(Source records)
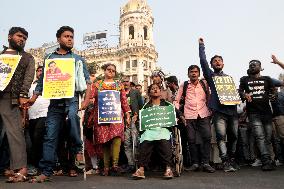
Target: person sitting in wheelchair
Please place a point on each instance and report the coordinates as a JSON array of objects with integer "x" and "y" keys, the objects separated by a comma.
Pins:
[{"x": 157, "y": 139}]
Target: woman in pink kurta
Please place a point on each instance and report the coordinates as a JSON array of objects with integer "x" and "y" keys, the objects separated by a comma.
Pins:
[{"x": 110, "y": 135}]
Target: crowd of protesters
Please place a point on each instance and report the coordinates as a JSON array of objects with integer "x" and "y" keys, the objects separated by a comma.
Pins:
[{"x": 40, "y": 138}]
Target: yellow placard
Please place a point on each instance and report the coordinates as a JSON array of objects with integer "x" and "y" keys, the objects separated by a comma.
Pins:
[
  {"x": 59, "y": 78},
  {"x": 8, "y": 65}
]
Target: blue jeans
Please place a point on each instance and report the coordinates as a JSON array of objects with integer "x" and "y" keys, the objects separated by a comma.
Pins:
[
  {"x": 226, "y": 125},
  {"x": 56, "y": 117},
  {"x": 262, "y": 128}
]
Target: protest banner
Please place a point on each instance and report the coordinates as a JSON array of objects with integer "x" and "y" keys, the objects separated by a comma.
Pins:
[
  {"x": 59, "y": 78},
  {"x": 157, "y": 116},
  {"x": 109, "y": 107},
  {"x": 8, "y": 65},
  {"x": 226, "y": 90}
]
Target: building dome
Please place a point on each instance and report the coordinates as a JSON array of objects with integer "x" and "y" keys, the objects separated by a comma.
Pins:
[{"x": 134, "y": 5}]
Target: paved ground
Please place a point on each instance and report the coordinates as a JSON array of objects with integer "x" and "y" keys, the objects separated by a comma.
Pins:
[{"x": 246, "y": 178}]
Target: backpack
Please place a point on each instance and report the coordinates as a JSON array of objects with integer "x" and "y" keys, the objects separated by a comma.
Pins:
[{"x": 185, "y": 85}]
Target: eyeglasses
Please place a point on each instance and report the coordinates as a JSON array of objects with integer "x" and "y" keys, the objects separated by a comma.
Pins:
[{"x": 110, "y": 70}]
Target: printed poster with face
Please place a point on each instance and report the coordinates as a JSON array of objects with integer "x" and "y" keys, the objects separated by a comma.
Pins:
[
  {"x": 226, "y": 90},
  {"x": 109, "y": 105},
  {"x": 8, "y": 65},
  {"x": 59, "y": 78},
  {"x": 157, "y": 116}
]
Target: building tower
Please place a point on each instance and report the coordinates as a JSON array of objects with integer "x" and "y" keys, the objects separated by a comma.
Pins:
[{"x": 136, "y": 41}]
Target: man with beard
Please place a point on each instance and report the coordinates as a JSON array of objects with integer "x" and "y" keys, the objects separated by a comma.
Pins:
[
  {"x": 225, "y": 117},
  {"x": 135, "y": 103},
  {"x": 59, "y": 109},
  {"x": 13, "y": 96},
  {"x": 158, "y": 77},
  {"x": 255, "y": 90},
  {"x": 172, "y": 84}
]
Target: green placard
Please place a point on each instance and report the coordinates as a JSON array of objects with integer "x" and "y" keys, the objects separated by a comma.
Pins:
[
  {"x": 157, "y": 116},
  {"x": 226, "y": 90}
]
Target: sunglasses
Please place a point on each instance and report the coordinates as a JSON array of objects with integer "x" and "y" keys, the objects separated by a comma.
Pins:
[{"x": 110, "y": 70}]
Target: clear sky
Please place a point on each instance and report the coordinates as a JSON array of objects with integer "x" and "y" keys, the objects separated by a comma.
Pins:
[{"x": 239, "y": 30}]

■ YOUR OBJECTIVE:
Scan the records above for the string "placard", and copy every line where it turns up.

■ SOLVED PROBLEM:
Target: yellow placard
Target: green placard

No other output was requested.